* _RAW DATA_
»»

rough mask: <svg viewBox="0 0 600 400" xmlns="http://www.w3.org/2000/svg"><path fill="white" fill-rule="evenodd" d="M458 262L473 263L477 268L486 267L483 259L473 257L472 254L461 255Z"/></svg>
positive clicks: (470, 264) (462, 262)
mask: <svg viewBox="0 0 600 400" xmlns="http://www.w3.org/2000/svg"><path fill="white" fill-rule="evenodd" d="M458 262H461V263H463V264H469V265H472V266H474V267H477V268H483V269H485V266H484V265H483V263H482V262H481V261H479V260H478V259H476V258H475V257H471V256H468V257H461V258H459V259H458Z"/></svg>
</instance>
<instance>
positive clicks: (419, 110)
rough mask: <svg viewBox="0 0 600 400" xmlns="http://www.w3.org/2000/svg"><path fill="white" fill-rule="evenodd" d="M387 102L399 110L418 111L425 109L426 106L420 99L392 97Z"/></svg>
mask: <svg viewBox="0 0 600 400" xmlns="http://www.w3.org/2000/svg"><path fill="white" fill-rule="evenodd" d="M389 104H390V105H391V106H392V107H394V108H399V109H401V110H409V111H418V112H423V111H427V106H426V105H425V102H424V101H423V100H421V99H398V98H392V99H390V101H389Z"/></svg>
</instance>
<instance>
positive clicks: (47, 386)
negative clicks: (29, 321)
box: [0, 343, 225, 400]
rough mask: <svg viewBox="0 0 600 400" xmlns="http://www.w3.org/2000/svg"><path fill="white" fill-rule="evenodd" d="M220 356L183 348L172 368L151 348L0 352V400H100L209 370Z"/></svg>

««

* _TASK INSTRUCTIONS_
All of the material should be copied verbatim.

* _TASK SOLUTION_
rough mask: <svg viewBox="0 0 600 400" xmlns="http://www.w3.org/2000/svg"><path fill="white" fill-rule="evenodd" d="M458 262L473 263L477 268L486 267L483 259L473 257L472 254L461 255Z"/></svg>
positive clicks: (470, 264) (462, 262)
mask: <svg viewBox="0 0 600 400" xmlns="http://www.w3.org/2000/svg"><path fill="white" fill-rule="evenodd" d="M458 262H461V263H463V264H469V265H472V266H474V267H477V268H483V269H485V266H484V265H483V263H482V262H481V261H479V260H478V259H476V258H475V257H471V256H468V257H461V258H459V259H458Z"/></svg>
</instance>
<instance>
positive clicks: (419, 110)
rough mask: <svg viewBox="0 0 600 400" xmlns="http://www.w3.org/2000/svg"><path fill="white" fill-rule="evenodd" d="M387 102L399 110L418 111L425 109L426 106L420 99L392 97Z"/></svg>
mask: <svg viewBox="0 0 600 400" xmlns="http://www.w3.org/2000/svg"><path fill="white" fill-rule="evenodd" d="M389 104H390V105H391V106H392V107H394V108H399V109H401V110H409V111H418V112H423V111H427V106H426V105H425V102H424V101H423V100H421V99H398V98H392V99H390V101H389Z"/></svg>
</instance>
<instance>
positive clicks: (47, 386)
negative clicks: (29, 321)
box: [0, 343, 225, 400]
rough mask: <svg viewBox="0 0 600 400" xmlns="http://www.w3.org/2000/svg"><path fill="white" fill-rule="evenodd" d="M220 356L183 348L172 368L151 348L0 352V400H100L209 370Z"/></svg>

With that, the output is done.